TEXTE CHOISI -
◆ ◆ ◆
Les ordonnances ex parte ne devraient s'appliquer que pendant un certain temps, soit pour une période suffisante pour protéger les personnes qui sont sur le point de subir un préjudice, mais pas suffisamment longue pour causer un préjudice grave à l'autre partie. La rescision d'une ordonnance ex parte est discrétionnaire, la partie qui demande la rescision ayant la charge d'établir que celle-ci est justifiée : Cartier Inc. c. John Doe (1990) 29 C.P.R. (3d) 533, page 536, décision rendue par Monsieur le juge Pinard. En l'espèce, il incombe donc à Sovereign de démontrer que les faits essentiels pertinents sont différents de ceux sur lesquels l'ordonnance ex parte était fondée. À défaut de ce faire, l'ordonnance ex parte ne sera pas modifiée.
Comme je l'ai déjà fait remarquer, la saisie d'un navire et le fait de mettre le shérif en possession de ce navire ne sont aucunement assimilables à une injonction. Le critère permettant de mettre le shérif en possession du navire n'est donc pas rigoureux. À mon avis, il s'agit de présenter une preuve raisonnablement vraisemblable tendant à établir qu'il faut protéger le navire en le mettant en la possession du shérif. Dans ce cas-ci, cette preuve comprend les actes mesquins de vandalisme commis par les employés de Sovereign ainsi que les actes de harcèlement et les manoeuvres d'intimidation auxquels ces derniers se livrent et les entraves qu'ils mettent. Le « Chairman » est un gros yacht de luxe qui coûte cher. De l'avis de l'inspecteur maritime de Sovereign, le yacht valait, le 2 mai 2002, de 7 800 000 à 8 150 000 $. Dans son rapport du 2 mai 2002, l'inspecteur ajoute, en se fondant sur l'inspection qu'il avait effectuée le 19 avril 2002, que [TRADUCTION] « la finition du navire était soignée et de bon goût, et pourrait être qualifiée d'exquise, en particulier en ce qui concerne les boiseries intérieures » . Le risque de mettre le navire en danger si un avis de la présentation d'une requête visant à mettre le navire en possession du shérif était donné justifiait la tenue d'une audience ex parte, et ce, d'autant plus que le fait de mettre le shérif en possession du navire ne présentait aucun inconvénient pour Sovereign et que le fait d'autoriser les demandeurs à faire exécuter des travaux sur le navire était une question procédurale puisque le navire avait été saisi, les demandeurs revendiquant ce droit en vertu du contrat de construction et en vertu de leur hypothèque. Je tiens également à faire remarquer que l'ordonnance autorisait clairement Sovereign à demander l'annulation ou la modification de l'ordonnance, droit qui pouvait être exercé à bref délai. J'examinerai maintenant la prétention de Sovereign selon laquelle la communication qui avait été effectuée aux fins de l'obtention de l'ordonnance initiale était loin d'être complète.
◆ ◆ ◆
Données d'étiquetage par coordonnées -
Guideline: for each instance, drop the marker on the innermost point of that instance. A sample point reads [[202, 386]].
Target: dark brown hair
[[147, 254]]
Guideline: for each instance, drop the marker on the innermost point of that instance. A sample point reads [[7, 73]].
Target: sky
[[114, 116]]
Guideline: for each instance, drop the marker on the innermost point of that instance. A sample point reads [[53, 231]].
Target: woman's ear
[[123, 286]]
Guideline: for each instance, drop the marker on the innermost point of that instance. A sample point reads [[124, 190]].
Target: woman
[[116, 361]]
◆ ◆ ◆
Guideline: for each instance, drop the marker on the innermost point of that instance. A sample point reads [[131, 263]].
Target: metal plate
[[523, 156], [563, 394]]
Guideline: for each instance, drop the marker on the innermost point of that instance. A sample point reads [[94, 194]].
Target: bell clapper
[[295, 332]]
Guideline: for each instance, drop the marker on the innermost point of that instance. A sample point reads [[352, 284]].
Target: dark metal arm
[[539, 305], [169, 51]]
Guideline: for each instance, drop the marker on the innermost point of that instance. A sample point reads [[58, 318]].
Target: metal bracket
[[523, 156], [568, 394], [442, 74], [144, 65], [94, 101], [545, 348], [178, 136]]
◆ ◆ ◆
CONSIGNE - Recopiez sans rien changer le passage du texte choisi qui s'ouvre sur les mots contenant « Les ordonnances ex » et se termine par « sera pas modifiée. ».

RÉPONSE CI-DESSOUS -
Les ordonnances ex parte ne devraient s'appliquer que pendant un certain temps, soit pour une période suffisante pour protéger les personnes qui sont sur le point de subir un préjudice, mais pas suffisamment longue pour causer un préjudice grave à l'autre partie. La rescision d'une ordonnance ex parte est discrétionnaire, la partie qui demande la rescision ayant la charge d'établir que celle-ci est justifiée : Cartier Inc. c. John Doe (1990) 29 C.P.R. (3d) 533, page 536, décision rendue par Monsieur le juge Pinard. En l'espèce, il incombe donc à Sovereign de démontrer que les faits essentiels pertinents sont différents de ceux sur lesquels l'ordonnance ex parte était fondée. À défaut de ce faire, l'ordonnance ex parte ne sera pas modifiée.